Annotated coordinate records
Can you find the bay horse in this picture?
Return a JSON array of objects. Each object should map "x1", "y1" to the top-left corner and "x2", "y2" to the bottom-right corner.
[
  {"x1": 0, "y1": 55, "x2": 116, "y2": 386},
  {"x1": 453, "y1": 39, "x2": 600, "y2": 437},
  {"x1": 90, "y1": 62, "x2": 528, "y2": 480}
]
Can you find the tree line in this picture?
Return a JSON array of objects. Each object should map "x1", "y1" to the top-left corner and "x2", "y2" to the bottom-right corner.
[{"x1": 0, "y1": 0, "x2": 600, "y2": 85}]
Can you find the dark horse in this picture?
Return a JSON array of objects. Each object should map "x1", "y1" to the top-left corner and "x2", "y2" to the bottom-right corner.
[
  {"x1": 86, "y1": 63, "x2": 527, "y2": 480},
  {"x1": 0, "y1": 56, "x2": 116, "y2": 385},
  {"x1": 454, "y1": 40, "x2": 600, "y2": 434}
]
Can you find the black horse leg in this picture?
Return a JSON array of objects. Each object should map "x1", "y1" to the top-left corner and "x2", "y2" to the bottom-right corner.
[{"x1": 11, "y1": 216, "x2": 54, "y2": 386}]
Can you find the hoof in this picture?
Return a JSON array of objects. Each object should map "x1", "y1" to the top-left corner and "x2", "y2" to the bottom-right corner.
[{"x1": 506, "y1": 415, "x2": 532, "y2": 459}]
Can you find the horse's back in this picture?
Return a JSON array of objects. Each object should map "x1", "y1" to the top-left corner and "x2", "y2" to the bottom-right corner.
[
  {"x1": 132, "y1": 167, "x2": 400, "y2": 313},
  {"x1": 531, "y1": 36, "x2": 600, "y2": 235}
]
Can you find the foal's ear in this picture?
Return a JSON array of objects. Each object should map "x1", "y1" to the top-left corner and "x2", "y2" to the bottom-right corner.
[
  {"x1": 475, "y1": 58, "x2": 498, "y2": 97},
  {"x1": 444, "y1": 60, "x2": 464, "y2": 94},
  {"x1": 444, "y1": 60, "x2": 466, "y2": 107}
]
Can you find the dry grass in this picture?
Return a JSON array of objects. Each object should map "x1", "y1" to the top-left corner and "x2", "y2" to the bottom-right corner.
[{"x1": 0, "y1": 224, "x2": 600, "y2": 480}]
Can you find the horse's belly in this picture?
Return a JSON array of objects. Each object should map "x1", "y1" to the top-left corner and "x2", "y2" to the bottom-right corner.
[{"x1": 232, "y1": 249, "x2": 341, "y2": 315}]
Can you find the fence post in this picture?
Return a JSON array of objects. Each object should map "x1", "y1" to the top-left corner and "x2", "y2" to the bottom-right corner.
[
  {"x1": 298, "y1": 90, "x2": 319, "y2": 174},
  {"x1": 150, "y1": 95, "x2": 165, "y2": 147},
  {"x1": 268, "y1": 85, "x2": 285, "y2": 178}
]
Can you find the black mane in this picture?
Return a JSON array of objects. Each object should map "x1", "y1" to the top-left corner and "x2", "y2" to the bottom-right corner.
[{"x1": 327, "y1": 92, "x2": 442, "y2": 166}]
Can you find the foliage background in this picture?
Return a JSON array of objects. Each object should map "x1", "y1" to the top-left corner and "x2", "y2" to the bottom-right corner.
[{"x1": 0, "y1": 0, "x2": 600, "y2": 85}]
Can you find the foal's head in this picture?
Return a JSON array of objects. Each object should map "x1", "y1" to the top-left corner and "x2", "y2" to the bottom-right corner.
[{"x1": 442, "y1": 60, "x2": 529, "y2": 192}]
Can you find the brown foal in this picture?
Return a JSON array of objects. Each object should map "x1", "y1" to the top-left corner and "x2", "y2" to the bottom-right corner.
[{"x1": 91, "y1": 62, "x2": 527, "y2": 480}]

WHAT IS EXPECTED =
Rewrite the stretch of the material from the line containing "Can you find the foal's head in this picture?" through the end of the material, keeping each request as it stands. Multiply every coordinate in the answers by 0.3 and round to the nearest whole number, with halves rounded up.

RESULT =
Can you find the foal's head in this picture?
Return a JSON array of objects. Each object should map "x1", "y1" to the top-left corner and "x2", "y2" to the bottom-right corner.
[{"x1": 133, "y1": 18, "x2": 159, "y2": 58}]
Can you find the brown foal in this picture?
Return a JSON array of objects. Each object should map "x1", "y1" to the top-left corner and "x2", "y2" to the bottom-right corner.
[{"x1": 27, "y1": 19, "x2": 158, "y2": 144}]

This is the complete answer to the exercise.